START DATA
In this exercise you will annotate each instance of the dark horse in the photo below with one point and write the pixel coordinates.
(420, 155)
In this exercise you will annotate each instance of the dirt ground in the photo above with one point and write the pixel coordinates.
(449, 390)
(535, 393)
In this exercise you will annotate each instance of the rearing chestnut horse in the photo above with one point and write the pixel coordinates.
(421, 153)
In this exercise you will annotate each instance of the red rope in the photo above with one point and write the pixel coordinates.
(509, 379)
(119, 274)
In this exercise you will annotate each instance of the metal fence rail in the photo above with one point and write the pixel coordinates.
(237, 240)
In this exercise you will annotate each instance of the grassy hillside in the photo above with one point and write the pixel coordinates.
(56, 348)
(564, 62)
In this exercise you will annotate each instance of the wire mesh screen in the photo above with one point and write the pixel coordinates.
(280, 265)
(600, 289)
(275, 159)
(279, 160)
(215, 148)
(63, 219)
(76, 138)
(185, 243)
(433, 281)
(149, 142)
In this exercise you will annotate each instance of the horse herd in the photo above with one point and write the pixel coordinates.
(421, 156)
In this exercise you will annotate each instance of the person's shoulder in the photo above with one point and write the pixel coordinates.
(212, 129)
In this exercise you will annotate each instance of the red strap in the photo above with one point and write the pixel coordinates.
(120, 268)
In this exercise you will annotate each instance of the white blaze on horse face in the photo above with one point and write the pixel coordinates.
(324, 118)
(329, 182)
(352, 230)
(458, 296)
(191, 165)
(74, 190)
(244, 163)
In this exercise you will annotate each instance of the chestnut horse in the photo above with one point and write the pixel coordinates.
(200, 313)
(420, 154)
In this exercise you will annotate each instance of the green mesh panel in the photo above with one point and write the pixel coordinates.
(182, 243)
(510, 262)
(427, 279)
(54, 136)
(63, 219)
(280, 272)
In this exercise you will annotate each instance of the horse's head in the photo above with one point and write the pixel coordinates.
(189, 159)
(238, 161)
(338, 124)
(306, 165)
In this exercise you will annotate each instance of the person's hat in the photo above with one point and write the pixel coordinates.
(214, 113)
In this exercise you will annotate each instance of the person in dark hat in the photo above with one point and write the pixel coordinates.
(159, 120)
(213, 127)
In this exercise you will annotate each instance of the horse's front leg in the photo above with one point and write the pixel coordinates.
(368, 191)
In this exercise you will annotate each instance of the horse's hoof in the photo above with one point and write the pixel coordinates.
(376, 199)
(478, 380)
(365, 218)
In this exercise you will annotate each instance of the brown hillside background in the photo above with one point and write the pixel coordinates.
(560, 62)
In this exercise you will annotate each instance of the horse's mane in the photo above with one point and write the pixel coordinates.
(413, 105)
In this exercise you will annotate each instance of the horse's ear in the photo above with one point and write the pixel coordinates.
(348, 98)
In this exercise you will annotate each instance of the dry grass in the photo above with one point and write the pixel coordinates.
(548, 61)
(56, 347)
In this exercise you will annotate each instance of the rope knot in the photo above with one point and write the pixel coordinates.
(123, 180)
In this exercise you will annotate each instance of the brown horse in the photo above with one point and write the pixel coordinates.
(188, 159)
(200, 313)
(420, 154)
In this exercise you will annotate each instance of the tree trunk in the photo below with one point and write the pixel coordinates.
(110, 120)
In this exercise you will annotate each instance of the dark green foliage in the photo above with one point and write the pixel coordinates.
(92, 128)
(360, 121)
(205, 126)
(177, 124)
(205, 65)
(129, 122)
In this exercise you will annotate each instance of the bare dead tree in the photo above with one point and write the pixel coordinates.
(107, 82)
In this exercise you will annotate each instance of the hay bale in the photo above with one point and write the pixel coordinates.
END DATA
» ACTIVITY: Copy out the entire material exactly.

» EXPECTED ANSWER:
In this exercise you will annotate each instance of the dark horse in the photo below with one point and write the pixel coordinates.
(420, 155)
In this exercise you will annotate each instance of the dirt ground in the photo above with one point and write the pixel coordinates.
(449, 390)
(535, 393)
In this exercise you will annotate each instance of the rearing chestnut horse in the photo above with one point and write the pixel coordinates.
(421, 153)
In this exercise you will annotate each instance of the red rope in the photo above with one point and write the pixel coordinates.
(509, 379)
(119, 274)
In this exercise you will annotate each instance of the metal fence rail in the photo above with one point and write the pixel coordinates.
(237, 240)
In this exercise you will annotate each instance of the grassy hillside in the photo above with one point and write the pixel coordinates.
(56, 348)
(564, 62)
In this exercise you will annotate each instance of the wire mesh screen in the photo above with one point and write the pixel coordinates.
(280, 265)
(600, 289)
(275, 159)
(279, 160)
(215, 148)
(63, 219)
(76, 138)
(185, 243)
(433, 281)
(149, 142)
In this exercise you will annotate each instance of the horse herd in the photo above with one point and write the pixel coordinates.
(421, 156)
In this exercise you will annotate each instance of the person's shoulder in the photo above with one point and write the pixel coordinates.
(212, 129)
In this exercise you will annotate each instance of the red strap in the photo above with one point and write the pixel coordinates.
(120, 268)
In this exercise you will annotate each instance of the white blaze on horse face in the photo above with one point and write the pixel coordinates.
(324, 118)
(329, 182)
(352, 230)
(458, 296)
(191, 165)
(74, 190)
(244, 163)
In this exercise you will annotate each instance of the chestnut horse in the photo above with one point and write the pixel coordinates.
(200, 313)
(420, 154)
In this exercise you will annotate each instance of the green mesh panel in the photo above with one point and write the pixel coordinates.
(182, 243)
(510, 262)
(427, 279)
(54, 136)
(63, 219)
(280, 272)
In this exercise you will annotate each instance of the horse's head in the photo above with one point and write the pixel coordinates.
(189, 159)
(238, 161)
(338, 124)
(306, 165)
In this exercise you will annotate each instance of the person's hat in the photo above with one point and write the pixel coordinates.
(214, 113)
In this exercise you will annotate each instance of the person in dark hat in the photo above with one point and write the pixel coordinates.
(159, 120)
(213, 127)
In this exercise you will annotate each instance of the horse's front leg in the photo above with one point and write the pixel coordinates.
(368, 191)
In this exercise you will annotate each instance of the horse's hoof in the photo above with one point and write the pixel coordinates.
(376, 199)
(478, 380)
(365, 218)
In this exercise you will annotate each instance of the brown hillside background in the photo above with one point and write the pixel coordinates.
(560, 62)
In this exercise you will annotate each instance of the horse's mane in the photo above with one point and write the pixel coordinates.
(413, 105)
In this exercise you will annotate each instance of the horse's ear in the photo above with one point and write the pixel coordinates.
(348, 98)
In this exercise you will annotate each instance of the dry grass in the photo above with one point and write the pixel coordinates.
(548, 61)
(56, 347)
In this exercise you will annotate each instance of the rope knot in the photo above with one point and write the pixel coordinates.
(123, 180)
In this exercise you will annotate each instance of the brown horse in the photo above with one point and write the pixel coordinates.
(188, 159)
(200, 313)
(420, 154)
In this exercise you will annotate each instance of the tree trunk in the photo below with one point and write the pixel coordinates.
(110, 120)
In this exercise you will annotate each instance of the dark green foliage in the photo above with one point and write the pixel coordinates.
(92, 128)
(360, 121)
(205, 126)
(177, 124)
(205, 65)
(129, 122)
In this exercise you will annotate each instance of the bare dead tree in the photo above with one point and write the pixel coordinates.
(107, 82)
In this exercise you will annotate each instance of the hay bale in the photo above with one point and write the pixel coordinates.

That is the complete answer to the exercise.